═════ Extract to read ═════

# New top poster on UKAPS!!



## LondonDragon (3 Jan 2021)

Congrats to Darrell @dw1305 for taking the top spot that I held for so many years haha  was inevitable!! Doubt I will ever catch you again 





Onwards for the 20k! Maybe @George Farmer can send you a copy of his book


----------



## papa_c (3 Jan 2021)

@dw1305 your wisdom and knowledge is invaluable to the forum, long may it continue!


----------



## DeepMetropolis (4 Jan 2021)

Congratulations Darrel!


----------



## dw1305 (4 Jan 2021)

Hi all, 


LondonDragon said:


> Congrats to Darrell @dw1305 for taking the top spot


Thanks Paulo, @DeepMetropolis & @papa_c , but I have cheated really by making the same post 11,000 times. 

cheers Darrel


----------



## Wookii (4 Jan 2021)

Lol congrats Darrel - I, like many others I'm sure, have benefitted greatly from your insightful assistance and huge technical knowledge on this forum. Thank you for your ongoing contributions!


----------



## Wolf6 (4 Jan 2021)

Grats  your posts are often a great source of insight for me  Keep it up!


----------



## noodlesuk (4 Jan 2021)

Great work @dw1305, your knowledge has enlightened me on many a subject. Thankyou!

Is there a (santised) Top Poster trophy being handed over from @LondonDragon


----------



## dw1305 (4 Jan 2021)

Hi all,


noodlesuk said:


> Is there a (santised) Top Poster trophy being handed over


Already done. I'm leaving it in the garden until I virtually transfer it to @Tim Harrison sometime later in the year.

cheers Darrel


----------



## PARAGUAY (4 Jan 2021)

LondonDragon said:


> Congrats to Darrell @dw1305 for taking the top spot that I held for so many years haha  was inevitable!! Doubt I will ever catch you again
> 
> View attachment 159912
> Onwards for the 20k! Maybe @George Farmer can send you a copy of his book


No wonder were the best society look at those names


----------



## Zeus. (4 Jan 2021)

dw1305 said:


> but I have cheated really by making the same post 11,000 times.



No, you have shown 'Grit' in trying to enlighten everyone over the years


----------



## Tim Harrison (4 Jan 2021)

dw1305 said:


> Already done. I'm leaving it in the garden until I virtually transfer it to @Tim Harrison sometime later in the year.


Haha, I'm not worthy...
UKAPS is only as good as it's members and especially those key members like you Darrel. You've contributed an enormous amount to making UKAPS what it's become; pretty much the go to forum for all things to do with aquatic plants.


----------



## Kezzab (4 Jan 2021)

I've been convinced for a long time that @dw1305 is actually a bot. Thats all that can explain it.


----------



## LondonDragon (4 Jan 2021)

Kezzab said:


> I've been convinced for a long time that @dw1305 is actually a bot. Thats all that can explain it.


Now you sussed out my most successful forum addon!


----------



## zozo (4 Jan 2021)

═════

> _To do_:
a: Retype the passage of the forum thread starting with "## Wookii (4" and going on through "Wolf6 (4 Jan 2021)".
b: In the forum thread, how many times does dw1305 jokingly claim to have made the same post?
The records come from a different source than the forum thread.

═════ Dataset rows ═════

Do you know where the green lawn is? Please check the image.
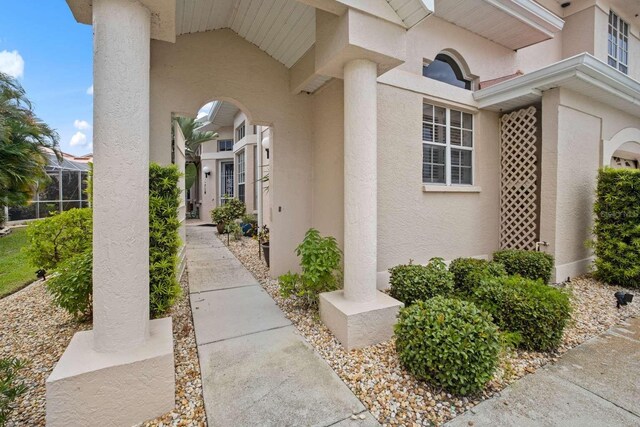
[0,228,36,298]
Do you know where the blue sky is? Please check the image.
[0,0,93,154]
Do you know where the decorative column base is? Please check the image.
[320,291,404,351]
[47,317,175,427]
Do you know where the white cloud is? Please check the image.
[73,119,91,130]
[0,50,24,79]
[69,132,87,147]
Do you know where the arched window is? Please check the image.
[422,53,471,90]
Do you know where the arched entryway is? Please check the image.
[602,127,640,169]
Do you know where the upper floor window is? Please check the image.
[422,103,473,185]
[218,139,233,151]
[422,53,471,90]
[608,10,629,74]
[236,122,247,142]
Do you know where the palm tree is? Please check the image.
[0,72,61,221]
[176,117,218,158]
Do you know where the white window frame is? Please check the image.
[421,100,476,187]
[236,150,247,203]
[607,10,629,74]
[235,121,247,143]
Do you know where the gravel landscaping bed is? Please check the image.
[221,234,640,426]
[0,273,206,427]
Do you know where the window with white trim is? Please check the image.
[236,122,247,142]
[608,10,629,74]
[218,139,233,152]
[236,150,246,203]
[422,103,473,185]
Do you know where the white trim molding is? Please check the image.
[473,53,640,115]
[422,184,482,193]
[602,127,640,166]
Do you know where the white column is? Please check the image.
[93,0,151,352]
[344,59,378,302]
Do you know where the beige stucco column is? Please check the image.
[344,59,378,302]
[320,58,402,350]
[47,0,175,426]
[93,0,151,351]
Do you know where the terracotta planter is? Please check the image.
[261,242,270,267]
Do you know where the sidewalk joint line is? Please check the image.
[189,283,262,295]
[194,319,293,347]
[562,378,640,418]
[324,409,368,427]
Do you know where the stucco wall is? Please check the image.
[150,30,311,275]
[399,16,516,80]
[312,80,344,247]
[540,89,640,281]
[378,85,500,280]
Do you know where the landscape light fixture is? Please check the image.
[614,291,633,308]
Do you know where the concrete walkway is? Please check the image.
[187,224,379,427]
[447,316,640,427]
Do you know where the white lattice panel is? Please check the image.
[500,107,538,249]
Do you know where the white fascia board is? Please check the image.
[200,151,233,160]
[473,53,640,108]
[484,0,564,38]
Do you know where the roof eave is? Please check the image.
[473,53,640,111]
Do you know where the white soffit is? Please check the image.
[434,0,564,50]
[473,53,640,117]
[208,101,240,131]
[387,0,434,28]
[176,0,316,68]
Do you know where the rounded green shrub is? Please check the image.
[389,258,453,305]
[593,168,640,288]
[46,249,93,319]
[472,276,571,351]
[493,249,554,283]
[449,258,507,293]
[25,208,93,269]
[395,296,500,394]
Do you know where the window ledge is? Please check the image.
[422,184,482,193]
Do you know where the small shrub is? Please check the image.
[224,221,242,240]
[493,249,553,283]
[395,296,500,394]
[473,276,571,351]
[592,168,640,288]
[449,258,507,293]
[389,258,453,305]
[25,208,93,270]
[223,197,247,220]
[0,357,27,426]
[149,163,182,317]
[46,250,93,320]
[278,228,342,307]
[211,205,229,224]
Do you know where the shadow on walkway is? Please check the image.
[187,224,379,427]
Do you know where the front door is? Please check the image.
[220,162,233,205]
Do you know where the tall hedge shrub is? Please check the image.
[593,168,640,288]
[149,163,181,317]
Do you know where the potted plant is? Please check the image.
[240,214,258,237]
[257,225,270,267]
[211,205,229,234]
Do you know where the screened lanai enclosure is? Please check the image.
[8,153,89,221]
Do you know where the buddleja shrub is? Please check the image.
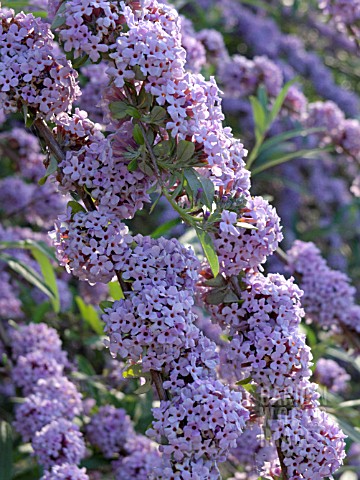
[0,0,358,480]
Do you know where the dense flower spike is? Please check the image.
[41,463,89,480]
[272,408,345,479]
[148,380,249,479]
[14,376,82,441]
[0,9,80,119]
[32,418,85,468]
[112,435,161,480]
[52,211,132,283]
[86,405,135,458]
[214,197,283,275]
[287,240,357,331]
[0,0,352,480]
[314,358,350,393]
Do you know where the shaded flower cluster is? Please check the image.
[0,9,80,120]
[10,323,88,480]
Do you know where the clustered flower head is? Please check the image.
[41,463,89,480]
[49,0,124,62]
[314,358,350,393]
[148,380,249,479]
[112,435,161,480]
[54,109,153,218]
[287,240,359,332]
[86,405,135,458]
[214,197,283,275]
[10,323,88,472]
[52,210,132,283]
[0,9,80,120]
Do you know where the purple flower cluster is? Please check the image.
[10,323,88,474]
[314,358,351,393]
[41,463,89,480]
[148,380,248,480]
[49,0,124,62]
[54,109,153,218]
[0,9,80,119]
[51,211,132,283]
[271,392,345,479]
[112,435,161,480]
[287,240,359,332]
[103,236,199,370]
[319,0,360,37]
[214,197,283,276]
[86,405,135,458]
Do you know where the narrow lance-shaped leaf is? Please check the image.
[195,228,220,277]
[250,96,268,141]
[75,296,104,335]
[0,421,13,480]
[31,246,60,313]
[184,168,215,210]
[176,140,195,165]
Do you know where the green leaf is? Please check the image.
[108,281,125,300]
[67,200,86,215]
[330,415,360,443]
[0,253,55,300]
[236,222,258,230]
[126,105,141,119]
[259,127,325,154]
[99,300,114,312]
[147,105,167,125]
[76,355,96,377]
[257,85,269,114]
[31,246,60,313]
[251,147,333,176]
[0,420,13,480]
[184,168,215,211]
[176,140,195,165]
[51,2,66,30]
[133,124,145,144]
[122,363,144,378]
[109,100,133,119]
[236,377,252,385]
[195,228,220,277]
[127,158,139,172]
[38,155,58,185]
[250,96,268,141]
[269,77,298,126]
[75,296,104,335]
[151,217,181,238]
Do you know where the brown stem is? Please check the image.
[34,118,96,212]
[150,370,169,401]
[275,441,289,480]
[34,118,168,400]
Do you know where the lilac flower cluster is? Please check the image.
[52,210,132,283]
[86,405,161,480]
[287,240,359,332]
[211,0,359,116]
[314,358,351,393]
[49,0,124,62]
[271,392,345,479]
[86,405,135,458]
[214,197,283,276]
[319,0,360,38]
[0,128,65,227]
[112,435,161,480]
[54,109,153,218]
[103,236,199,371]
[10,323,88,480]
[0,9,80,120]
[148,380,248,480]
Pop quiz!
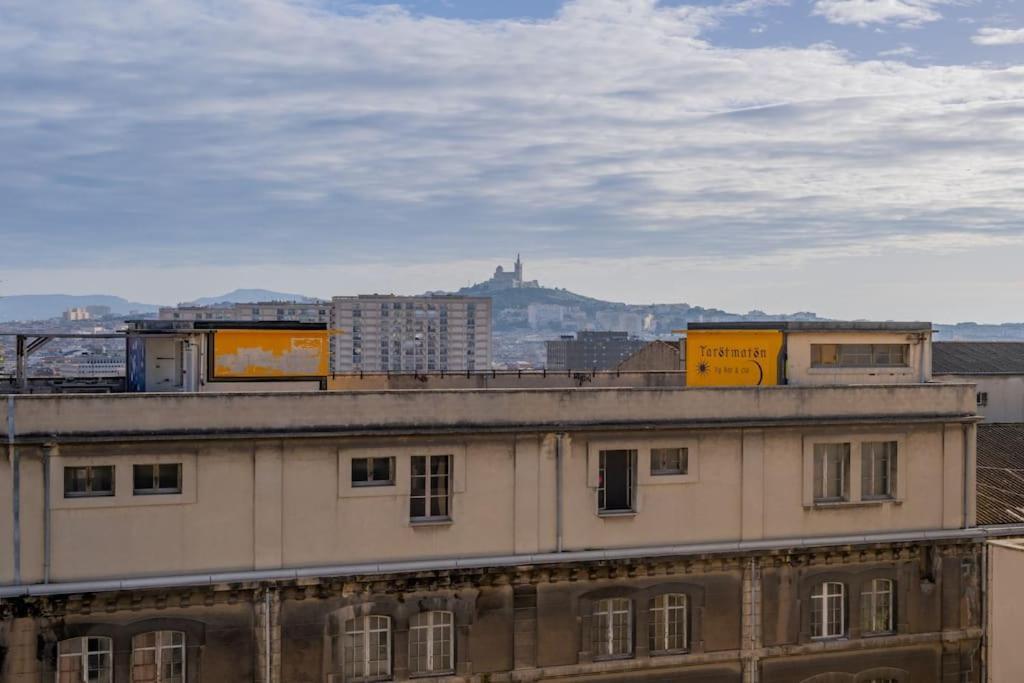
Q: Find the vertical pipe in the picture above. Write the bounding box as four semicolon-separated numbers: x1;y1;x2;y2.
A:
555;432;565;553
263;588;270;683
7;394;22;585
43;443;56;584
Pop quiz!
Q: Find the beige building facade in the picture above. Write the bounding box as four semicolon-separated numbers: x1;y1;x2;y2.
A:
0;323;1015;683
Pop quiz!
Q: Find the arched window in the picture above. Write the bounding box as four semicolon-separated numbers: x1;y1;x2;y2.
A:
811;582;846;638
648;593;689;654
131;631;185;683
409;611;455;676
334;614;391;683
593;598;633;657
57;637;114;683
860;579;895;634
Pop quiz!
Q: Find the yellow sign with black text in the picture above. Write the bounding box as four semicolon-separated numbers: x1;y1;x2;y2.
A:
686;330;782;387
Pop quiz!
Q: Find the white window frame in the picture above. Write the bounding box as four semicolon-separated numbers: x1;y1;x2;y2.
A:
409;609;455;676
814;441;852;503
860;579;896;635
597;449;640;515
131;631;188;683
409;454;455;522
811;581;846;640
53;636;114;683
591;598;633;659
341;614;391;683
647;593;690;654
860;440;899;501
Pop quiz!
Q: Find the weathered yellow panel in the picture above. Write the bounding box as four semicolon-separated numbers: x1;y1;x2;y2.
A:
686;330;782;386
213;330;331;379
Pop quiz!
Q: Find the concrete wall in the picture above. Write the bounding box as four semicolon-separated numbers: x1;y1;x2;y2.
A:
935;375;1024;422
985;539;1024;683
0;411;974;584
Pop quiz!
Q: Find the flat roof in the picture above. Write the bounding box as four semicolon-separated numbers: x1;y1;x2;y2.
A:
686;321;932;332
932;341;1024;375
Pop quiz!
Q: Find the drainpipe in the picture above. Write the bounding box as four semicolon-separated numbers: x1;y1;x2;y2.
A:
555;432;565;553
263;587;270;683
43;443;57;584
7;394;22;585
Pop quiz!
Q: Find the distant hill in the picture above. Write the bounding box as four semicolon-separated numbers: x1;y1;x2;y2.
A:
0;294;159;323
186;290;319;306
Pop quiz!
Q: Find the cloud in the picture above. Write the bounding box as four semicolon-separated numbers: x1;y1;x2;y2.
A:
0;0;1024;282
814;0;945;26
971;29;1024;45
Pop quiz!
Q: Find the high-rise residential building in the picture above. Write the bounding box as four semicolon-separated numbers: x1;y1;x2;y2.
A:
332;294;492;373
160;301;331;323
0;321;1024;683
545;332;647;370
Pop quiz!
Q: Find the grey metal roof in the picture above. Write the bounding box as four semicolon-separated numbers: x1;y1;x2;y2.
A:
977;424;1024;524
932;342;1024;375
686;321;932;332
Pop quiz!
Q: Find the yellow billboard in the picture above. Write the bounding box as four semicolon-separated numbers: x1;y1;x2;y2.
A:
212;330;331;379
686;330;782;386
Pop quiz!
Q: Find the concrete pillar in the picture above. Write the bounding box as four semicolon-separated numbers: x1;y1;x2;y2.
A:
253;587;281;683
740;557;762;683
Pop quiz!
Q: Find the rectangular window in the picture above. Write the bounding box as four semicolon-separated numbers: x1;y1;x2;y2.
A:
593;598;633;657
352;458;394;486
860;579;895;635
650;449;689;476
811;582;846;638
814;443;850;503
860;441;896;499
597;451;637;512
811;344;910;368
409;611;455;676
132;463;181;496
409;456;452;519
65;465;114;498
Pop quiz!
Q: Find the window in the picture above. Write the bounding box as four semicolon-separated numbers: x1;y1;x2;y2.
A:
811;582;846;638
409;456;452;519
648;593;687;653
132;463;181;496
597;451;637;512
593;598;633;657
65;465;114;498
335;614;391;682
352;458;394;486
57;638;114;683
814;443;850;503
650;449;689;476
860;579;895;634
811;344;910;368
409;611;455;676
860;441;896;499
131;631;185;683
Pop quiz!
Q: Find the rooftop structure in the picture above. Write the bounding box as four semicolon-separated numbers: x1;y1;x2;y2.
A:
0;321;1007;683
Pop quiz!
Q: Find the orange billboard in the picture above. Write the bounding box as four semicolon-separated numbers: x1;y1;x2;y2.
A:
212;330;331;379
686;330;782;387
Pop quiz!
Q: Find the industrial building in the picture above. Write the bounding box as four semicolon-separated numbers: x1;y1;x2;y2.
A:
0;323;1024;683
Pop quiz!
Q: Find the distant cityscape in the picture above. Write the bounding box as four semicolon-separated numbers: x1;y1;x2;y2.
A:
0;255;1024;377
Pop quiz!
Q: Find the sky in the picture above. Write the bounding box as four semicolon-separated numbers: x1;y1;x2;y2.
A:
0;0;1024;322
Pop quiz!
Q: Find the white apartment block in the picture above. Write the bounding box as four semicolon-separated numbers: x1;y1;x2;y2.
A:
333;294;492;373
160;301;331;323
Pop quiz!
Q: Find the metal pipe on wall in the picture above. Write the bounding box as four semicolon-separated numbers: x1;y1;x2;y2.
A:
7;394;22;585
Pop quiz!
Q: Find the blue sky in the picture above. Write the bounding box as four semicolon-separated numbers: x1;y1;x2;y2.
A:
0;0;1024;322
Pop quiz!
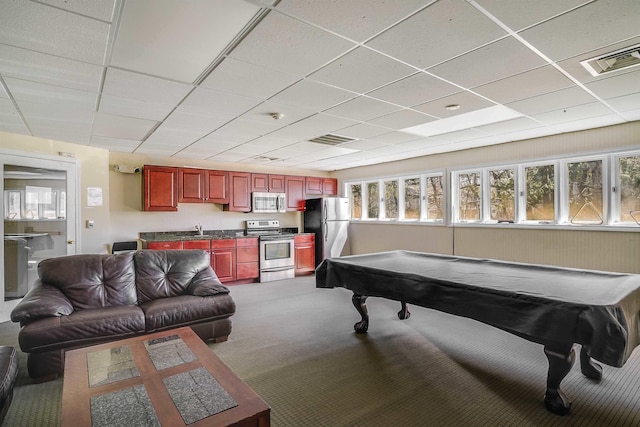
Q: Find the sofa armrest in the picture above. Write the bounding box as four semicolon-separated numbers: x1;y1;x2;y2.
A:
187;268;229;297
11;280;73;325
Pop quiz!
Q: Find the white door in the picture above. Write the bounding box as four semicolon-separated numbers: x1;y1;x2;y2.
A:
0;153;78;321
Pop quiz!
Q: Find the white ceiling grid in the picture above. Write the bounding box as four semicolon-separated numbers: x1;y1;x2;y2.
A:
0;0;640;170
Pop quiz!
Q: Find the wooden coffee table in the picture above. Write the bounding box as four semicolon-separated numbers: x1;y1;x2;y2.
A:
62;327;271;427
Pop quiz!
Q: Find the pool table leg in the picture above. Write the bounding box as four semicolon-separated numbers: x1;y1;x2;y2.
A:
398;301;411;320
580;345;602;381
351;294;369;334
544;345;576;415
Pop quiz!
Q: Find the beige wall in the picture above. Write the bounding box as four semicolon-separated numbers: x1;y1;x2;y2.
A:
333;122;640;273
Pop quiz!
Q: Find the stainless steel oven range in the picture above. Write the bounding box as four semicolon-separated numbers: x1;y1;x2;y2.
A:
246;219;295;282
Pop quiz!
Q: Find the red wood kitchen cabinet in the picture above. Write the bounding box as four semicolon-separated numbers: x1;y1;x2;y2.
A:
236;237;260;280
211;239;236;282
224;172;251;212
142;165;178;212
284;175;304;211
293;234;316;276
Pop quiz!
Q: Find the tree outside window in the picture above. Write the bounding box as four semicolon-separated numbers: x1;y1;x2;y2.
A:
427;175;444;221
618;156;640;222
567;160;603;224
525;165;555;221
367;182;380;219
404;178;420;219
384;180;399;219
458;172;480;221
349;184;362;219
489;169;516;222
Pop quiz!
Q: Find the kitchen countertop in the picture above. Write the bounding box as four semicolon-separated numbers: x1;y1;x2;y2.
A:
138;228;304;242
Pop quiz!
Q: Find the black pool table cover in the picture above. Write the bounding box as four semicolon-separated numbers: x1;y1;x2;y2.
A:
316;251;640;367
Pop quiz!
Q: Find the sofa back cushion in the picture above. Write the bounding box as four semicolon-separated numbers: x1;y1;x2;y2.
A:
134;250;229;304
38;252;137;310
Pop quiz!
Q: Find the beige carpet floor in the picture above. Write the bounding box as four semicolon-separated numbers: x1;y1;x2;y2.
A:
0;276;640;426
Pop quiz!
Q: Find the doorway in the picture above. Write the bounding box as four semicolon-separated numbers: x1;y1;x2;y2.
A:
0;153;77;321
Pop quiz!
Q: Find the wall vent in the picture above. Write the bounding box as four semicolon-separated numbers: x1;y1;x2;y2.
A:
580;44;640;77
309;133;355;145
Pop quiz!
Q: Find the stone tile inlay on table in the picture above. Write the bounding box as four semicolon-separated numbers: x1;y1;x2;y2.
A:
87;345;140;387
91;384;160;427
144;335;197;371
162;368;238;424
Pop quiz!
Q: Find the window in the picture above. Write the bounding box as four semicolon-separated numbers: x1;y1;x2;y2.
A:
458;172;481;221
525;165;555;222
616;155;640;223
404;178;420;219
426;175;444;221
489;169;516;222
366;181;380;219
384;179;398;219
348;184;362;219
565;160;604;224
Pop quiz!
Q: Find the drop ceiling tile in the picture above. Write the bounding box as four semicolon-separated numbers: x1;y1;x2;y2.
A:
93;113;157;140
367;110;433;129
532;102;612;125
0;0;109;64
427;37;547;88
270;79;357;112
607;93;640;112
309;47;416;94
200;57;300;99
474;117;544;135
585;67;640;99
476;0;587;31
98;94;175;121
90;136;140;153
277;0;425;42
180;87;262;116
230;12;355;77
367;73;461;107
0;44;102;92
520;0;640;61
367;0;506;69
325;96;400;121
38;0;115;22
102;67;193;104
413;91;495;119
473;65;572;104
335;123;389;139
507;86;595;116
4;78;98;111
111;0;259;83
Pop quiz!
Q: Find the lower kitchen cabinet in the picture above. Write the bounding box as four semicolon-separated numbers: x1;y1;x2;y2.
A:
293;234;316;276
236;237;260;280
211;239;236;282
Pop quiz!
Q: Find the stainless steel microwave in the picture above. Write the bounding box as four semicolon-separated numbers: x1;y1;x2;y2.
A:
251;192;287;213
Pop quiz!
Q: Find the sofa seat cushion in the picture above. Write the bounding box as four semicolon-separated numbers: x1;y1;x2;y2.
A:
140;294;236;332
18;305;145;353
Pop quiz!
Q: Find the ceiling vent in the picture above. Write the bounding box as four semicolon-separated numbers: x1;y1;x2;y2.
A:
580;44;640;77
309;133;355;145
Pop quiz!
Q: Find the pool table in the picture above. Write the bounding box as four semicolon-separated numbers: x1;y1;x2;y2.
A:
316;250;640;415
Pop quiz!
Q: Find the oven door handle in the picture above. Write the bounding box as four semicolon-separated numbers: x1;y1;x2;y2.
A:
261;265;294;272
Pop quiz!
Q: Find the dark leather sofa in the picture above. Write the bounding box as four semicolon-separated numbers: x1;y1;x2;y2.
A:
11;250;235;381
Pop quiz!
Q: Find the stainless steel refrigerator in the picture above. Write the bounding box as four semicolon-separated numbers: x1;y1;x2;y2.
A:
304;197;350;267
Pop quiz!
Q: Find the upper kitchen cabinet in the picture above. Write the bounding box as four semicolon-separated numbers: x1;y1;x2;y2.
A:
284;175;305;211
142;165;178;212
305;176;338;196
224;172;251;212
178;168;229;203
251;173;285;193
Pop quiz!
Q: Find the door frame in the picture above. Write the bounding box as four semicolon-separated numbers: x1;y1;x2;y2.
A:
0;149;81;322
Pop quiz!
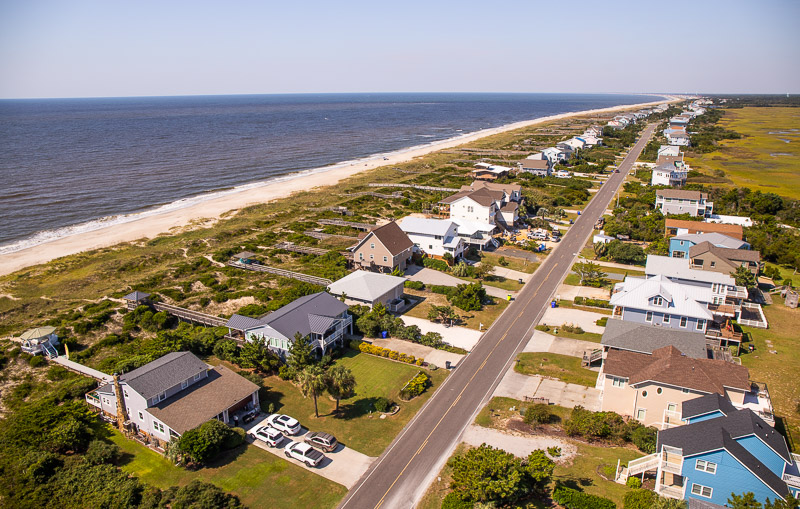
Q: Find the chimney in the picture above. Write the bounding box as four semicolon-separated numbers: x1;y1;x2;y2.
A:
114;373;129;436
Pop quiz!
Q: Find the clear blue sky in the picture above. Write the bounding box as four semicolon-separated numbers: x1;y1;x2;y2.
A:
0;0;800;98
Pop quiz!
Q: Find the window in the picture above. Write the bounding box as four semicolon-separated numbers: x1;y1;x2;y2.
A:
692;484;714;498
694;460;717;474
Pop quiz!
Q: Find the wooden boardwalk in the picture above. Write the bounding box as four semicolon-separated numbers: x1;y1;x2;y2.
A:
151;302;228;327
228;262;333;286
317;219;376;232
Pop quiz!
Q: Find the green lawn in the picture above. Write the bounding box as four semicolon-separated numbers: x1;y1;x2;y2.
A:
514;352;597;387
405;288;508;330
264;349;447;456
741;295;800;452
686;107;800;199
109;427;347;509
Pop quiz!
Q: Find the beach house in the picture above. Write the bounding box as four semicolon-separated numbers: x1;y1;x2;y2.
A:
669;232;750;258
85;352;260;449
328;270;406;311
238;292;353;359
664;216;744;240
597;346;775;429
398;216;466;260
616;394;800;502
350;221;414;272
655;189;714;217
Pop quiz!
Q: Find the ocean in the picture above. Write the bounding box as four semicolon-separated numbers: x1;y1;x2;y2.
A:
0;94;662;254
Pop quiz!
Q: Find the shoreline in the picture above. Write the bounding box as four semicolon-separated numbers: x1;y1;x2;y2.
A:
0;96;679;276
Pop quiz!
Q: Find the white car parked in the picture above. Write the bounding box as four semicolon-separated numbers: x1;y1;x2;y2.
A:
267;414;301;435
250;426;283;447
283;442;325;467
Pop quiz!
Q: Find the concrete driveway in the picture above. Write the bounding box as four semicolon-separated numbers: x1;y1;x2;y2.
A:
247;418;377;489
405;265;516;299
461;424;578;463
522;330;600;357
401;316;483;352
494;367;600;412
539;308;608;334
556;285;611;300
372;338;464;367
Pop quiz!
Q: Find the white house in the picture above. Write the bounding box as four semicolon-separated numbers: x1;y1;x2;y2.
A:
397;216;465;259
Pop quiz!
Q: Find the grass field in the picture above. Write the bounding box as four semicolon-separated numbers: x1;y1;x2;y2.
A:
741;296;800;452
264;350;447;456
686;108;800;198
109;427;347;509
401;288;508;330
514;352;597;387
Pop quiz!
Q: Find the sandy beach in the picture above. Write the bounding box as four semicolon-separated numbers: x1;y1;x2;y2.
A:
0;98;677;275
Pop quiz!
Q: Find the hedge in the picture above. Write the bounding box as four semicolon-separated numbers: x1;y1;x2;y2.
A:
358;342;423;366
553;486;617;509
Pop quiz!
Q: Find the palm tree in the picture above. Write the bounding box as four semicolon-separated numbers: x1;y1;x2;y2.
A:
297;364;327;417
328;365;356;414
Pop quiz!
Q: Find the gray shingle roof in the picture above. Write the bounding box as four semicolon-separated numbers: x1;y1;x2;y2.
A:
681;392;736;419
600;319;708;359
119;352;208;399
261;292;347;339
656;409;792;497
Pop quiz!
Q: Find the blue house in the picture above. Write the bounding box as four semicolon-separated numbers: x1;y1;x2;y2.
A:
669;233;750;258
618;394;800;505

═════

> _Solved problems_:
a:
## Wookii (4 Jan 2021)

Lol congrats Darrel - I, like many others I'm sure, have benefitted greatly from your insightful assistance and huge technical knowledge on this forum. Thank you for your ongoing contributions!


----------



## Wolf6 (4 Jan 2021)

b: 11,000 times.